— Start Data for processing —

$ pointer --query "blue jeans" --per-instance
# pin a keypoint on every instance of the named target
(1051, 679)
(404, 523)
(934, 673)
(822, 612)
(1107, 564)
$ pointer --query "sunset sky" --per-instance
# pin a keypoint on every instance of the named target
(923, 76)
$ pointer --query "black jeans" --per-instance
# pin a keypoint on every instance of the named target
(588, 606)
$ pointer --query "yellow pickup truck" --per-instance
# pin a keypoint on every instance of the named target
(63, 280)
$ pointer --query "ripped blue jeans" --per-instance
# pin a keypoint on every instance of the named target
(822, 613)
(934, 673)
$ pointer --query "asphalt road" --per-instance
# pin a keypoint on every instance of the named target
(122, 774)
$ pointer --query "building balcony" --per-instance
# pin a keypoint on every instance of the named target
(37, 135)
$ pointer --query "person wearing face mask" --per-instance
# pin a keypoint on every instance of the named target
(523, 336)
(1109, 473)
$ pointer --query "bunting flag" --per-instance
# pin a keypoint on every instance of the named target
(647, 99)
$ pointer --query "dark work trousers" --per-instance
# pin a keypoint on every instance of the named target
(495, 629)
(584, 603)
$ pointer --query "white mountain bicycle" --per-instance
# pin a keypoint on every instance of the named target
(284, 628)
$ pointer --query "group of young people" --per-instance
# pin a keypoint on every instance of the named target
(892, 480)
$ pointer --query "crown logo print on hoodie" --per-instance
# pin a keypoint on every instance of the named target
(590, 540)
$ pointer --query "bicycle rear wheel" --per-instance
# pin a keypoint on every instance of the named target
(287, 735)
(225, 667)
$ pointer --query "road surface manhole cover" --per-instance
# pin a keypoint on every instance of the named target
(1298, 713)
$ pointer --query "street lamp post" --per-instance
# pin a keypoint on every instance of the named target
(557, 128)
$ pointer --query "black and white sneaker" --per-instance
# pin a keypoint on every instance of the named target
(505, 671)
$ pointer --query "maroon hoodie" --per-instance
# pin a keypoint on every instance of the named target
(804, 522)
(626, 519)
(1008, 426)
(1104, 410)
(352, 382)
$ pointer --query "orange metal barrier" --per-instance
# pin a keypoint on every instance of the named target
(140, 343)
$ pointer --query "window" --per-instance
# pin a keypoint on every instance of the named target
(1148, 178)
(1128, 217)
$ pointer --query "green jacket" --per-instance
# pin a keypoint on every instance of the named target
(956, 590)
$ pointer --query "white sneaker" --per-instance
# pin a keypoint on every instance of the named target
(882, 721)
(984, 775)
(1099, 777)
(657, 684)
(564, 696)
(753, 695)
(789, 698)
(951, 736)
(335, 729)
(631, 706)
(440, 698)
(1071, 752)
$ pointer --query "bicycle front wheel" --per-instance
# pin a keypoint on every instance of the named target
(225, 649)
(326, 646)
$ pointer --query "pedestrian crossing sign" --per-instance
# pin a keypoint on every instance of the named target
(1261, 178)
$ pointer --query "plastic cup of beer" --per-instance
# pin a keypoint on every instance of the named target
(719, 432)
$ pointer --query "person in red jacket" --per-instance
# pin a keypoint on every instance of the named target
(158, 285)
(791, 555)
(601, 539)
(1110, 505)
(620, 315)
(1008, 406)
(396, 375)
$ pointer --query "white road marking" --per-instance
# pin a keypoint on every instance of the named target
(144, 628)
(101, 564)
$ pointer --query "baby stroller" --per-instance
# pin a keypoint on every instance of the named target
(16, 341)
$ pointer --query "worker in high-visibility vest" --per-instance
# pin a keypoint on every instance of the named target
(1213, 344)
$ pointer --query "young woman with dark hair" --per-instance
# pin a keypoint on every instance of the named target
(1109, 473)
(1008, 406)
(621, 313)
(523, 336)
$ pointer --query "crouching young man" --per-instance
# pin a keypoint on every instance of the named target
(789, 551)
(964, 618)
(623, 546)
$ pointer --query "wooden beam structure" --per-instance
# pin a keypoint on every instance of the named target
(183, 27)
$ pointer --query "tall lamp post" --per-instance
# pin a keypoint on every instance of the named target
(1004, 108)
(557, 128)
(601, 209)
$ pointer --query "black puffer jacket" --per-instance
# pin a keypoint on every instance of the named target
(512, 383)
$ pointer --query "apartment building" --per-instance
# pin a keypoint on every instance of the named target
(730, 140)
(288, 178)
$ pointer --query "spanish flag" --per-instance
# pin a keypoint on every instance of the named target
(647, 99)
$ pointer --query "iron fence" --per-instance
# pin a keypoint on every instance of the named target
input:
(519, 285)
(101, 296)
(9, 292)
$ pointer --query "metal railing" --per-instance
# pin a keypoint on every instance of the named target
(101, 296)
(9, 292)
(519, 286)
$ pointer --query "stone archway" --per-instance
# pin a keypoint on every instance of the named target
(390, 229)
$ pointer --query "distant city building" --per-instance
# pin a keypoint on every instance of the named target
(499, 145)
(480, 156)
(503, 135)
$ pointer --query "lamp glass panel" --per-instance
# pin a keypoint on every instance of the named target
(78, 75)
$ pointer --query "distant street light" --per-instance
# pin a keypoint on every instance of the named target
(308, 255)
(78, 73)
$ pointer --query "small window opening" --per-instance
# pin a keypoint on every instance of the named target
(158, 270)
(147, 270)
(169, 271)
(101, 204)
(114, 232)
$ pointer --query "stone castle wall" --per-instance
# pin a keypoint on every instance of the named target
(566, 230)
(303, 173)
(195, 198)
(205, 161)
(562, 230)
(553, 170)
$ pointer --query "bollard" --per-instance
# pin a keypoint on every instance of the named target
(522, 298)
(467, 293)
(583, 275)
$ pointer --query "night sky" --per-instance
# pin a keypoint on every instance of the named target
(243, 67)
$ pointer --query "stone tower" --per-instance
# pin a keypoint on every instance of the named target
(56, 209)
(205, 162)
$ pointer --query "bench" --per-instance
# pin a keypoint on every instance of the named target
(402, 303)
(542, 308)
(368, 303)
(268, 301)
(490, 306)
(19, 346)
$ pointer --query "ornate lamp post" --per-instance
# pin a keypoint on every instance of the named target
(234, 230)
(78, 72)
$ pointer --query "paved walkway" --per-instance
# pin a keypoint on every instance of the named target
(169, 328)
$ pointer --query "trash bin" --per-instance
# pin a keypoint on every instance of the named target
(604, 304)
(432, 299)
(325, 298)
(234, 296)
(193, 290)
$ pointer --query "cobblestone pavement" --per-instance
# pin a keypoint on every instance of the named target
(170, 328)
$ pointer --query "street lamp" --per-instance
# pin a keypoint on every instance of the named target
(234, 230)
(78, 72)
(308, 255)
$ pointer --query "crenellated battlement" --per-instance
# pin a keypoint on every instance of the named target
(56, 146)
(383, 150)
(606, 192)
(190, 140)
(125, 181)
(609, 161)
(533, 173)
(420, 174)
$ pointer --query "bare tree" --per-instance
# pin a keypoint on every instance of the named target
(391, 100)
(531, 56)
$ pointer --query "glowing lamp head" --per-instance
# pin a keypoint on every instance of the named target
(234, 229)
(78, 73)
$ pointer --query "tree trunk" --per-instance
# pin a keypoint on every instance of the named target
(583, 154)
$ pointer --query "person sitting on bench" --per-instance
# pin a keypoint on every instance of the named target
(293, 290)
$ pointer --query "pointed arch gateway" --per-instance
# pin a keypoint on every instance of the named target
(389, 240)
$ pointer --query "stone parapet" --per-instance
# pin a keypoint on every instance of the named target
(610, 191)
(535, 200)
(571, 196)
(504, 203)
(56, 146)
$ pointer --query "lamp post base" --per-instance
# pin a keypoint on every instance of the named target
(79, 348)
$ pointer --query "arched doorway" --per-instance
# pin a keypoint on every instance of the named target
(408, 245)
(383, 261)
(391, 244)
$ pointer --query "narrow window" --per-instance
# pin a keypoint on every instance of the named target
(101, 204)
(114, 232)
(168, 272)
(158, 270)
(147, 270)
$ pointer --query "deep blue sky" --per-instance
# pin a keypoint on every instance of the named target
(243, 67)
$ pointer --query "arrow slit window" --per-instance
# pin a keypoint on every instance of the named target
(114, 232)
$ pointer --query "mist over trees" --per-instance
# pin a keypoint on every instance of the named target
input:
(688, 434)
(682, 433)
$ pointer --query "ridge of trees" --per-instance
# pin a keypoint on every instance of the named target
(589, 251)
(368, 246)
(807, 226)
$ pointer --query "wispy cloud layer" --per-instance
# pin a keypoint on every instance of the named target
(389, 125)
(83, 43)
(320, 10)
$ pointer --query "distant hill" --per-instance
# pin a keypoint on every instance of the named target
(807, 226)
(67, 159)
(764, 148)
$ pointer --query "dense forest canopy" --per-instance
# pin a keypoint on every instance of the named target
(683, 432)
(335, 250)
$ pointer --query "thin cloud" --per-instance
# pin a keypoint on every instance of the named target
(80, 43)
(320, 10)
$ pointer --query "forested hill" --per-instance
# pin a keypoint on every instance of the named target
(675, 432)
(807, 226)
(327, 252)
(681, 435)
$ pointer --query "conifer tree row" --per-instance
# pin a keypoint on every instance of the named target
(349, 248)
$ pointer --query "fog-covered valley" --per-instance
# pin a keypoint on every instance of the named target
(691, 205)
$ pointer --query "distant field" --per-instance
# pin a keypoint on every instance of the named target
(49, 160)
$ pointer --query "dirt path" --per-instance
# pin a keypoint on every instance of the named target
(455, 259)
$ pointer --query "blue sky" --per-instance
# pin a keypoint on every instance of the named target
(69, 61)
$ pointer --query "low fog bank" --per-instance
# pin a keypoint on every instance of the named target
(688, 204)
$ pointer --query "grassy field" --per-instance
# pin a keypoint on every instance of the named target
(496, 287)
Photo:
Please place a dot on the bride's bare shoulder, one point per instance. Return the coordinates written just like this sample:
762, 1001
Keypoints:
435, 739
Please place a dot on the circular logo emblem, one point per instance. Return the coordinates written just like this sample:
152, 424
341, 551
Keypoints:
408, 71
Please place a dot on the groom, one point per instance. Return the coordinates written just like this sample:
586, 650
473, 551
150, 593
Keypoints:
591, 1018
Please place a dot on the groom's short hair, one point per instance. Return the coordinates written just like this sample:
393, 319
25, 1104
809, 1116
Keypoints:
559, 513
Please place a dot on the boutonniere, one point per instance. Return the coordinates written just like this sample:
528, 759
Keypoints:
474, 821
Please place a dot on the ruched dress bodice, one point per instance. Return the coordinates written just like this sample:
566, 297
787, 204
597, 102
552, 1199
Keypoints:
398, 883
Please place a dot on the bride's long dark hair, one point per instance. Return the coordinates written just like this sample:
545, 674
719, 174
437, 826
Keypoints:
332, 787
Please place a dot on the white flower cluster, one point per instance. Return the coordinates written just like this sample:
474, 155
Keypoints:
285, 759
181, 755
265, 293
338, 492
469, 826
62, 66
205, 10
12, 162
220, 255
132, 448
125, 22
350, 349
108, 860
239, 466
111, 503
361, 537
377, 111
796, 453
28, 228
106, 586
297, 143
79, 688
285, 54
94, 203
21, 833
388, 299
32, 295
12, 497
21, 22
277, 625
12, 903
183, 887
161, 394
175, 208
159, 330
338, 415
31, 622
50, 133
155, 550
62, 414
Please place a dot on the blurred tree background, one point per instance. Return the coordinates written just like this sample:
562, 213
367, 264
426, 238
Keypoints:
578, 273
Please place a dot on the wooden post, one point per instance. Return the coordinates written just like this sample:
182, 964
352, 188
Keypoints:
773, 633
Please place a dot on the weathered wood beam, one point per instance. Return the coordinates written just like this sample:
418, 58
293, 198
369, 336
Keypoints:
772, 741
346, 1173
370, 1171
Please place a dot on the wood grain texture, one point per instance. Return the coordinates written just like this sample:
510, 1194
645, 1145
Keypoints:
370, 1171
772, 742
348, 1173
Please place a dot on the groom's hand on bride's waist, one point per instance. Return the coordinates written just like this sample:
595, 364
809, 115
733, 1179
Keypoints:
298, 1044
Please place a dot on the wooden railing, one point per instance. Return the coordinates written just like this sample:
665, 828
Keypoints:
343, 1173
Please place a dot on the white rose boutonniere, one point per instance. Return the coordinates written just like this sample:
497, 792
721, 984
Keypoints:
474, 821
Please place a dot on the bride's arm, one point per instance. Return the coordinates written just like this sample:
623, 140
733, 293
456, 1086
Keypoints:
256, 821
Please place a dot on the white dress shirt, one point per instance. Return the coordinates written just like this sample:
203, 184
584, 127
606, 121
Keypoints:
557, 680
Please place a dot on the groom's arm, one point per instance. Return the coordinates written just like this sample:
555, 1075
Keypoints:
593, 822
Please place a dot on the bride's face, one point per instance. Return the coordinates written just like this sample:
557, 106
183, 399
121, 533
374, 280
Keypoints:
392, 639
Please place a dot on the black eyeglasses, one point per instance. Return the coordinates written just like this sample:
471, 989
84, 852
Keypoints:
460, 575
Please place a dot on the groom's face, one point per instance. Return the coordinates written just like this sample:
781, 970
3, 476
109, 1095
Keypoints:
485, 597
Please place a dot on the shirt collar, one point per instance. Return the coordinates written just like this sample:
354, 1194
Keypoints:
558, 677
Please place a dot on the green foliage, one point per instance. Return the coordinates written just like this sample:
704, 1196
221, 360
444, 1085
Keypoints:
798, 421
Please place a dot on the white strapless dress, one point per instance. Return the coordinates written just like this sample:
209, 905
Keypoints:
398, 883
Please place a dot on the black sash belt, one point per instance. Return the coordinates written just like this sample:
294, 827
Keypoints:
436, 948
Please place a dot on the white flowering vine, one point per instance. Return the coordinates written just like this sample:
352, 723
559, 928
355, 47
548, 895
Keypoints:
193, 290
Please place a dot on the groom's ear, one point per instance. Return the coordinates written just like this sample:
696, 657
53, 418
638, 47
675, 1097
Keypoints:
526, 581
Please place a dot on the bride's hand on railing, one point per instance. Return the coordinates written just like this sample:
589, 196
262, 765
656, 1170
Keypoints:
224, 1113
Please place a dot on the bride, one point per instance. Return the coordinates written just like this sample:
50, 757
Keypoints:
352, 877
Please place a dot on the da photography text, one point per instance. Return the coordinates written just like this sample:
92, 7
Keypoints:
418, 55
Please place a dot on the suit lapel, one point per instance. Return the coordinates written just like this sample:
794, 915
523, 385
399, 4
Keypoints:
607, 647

— End Data for processing —

■ **Exercise requirements**: Reproduce exactly the line containing "Please place a dot on the bride's hand" and every line after it through the end of the records above, and nothing else.

■ **Full solution**:
Please place a dot on the bride's hand on railing, one point per instance. Return the coordinates written just like this sample:
589, 196
262, 765
656, 1170
Keypoints:
224, 1113
Please place a dot on the bride, one point per instance. Return the coordinates written just like this sample:
50, 757
Keypoints:
352, 877
Please place a dot on the da photography text, one point per instance. Return the coordinates written just like this sample:
92, 7
Keypoints:
418, 55
Please place a dot on the suit lapel, one point per instance. Return the coordinates written just like this sample:
794, 915
523, 385
399, 4
Keypoints:
607, 647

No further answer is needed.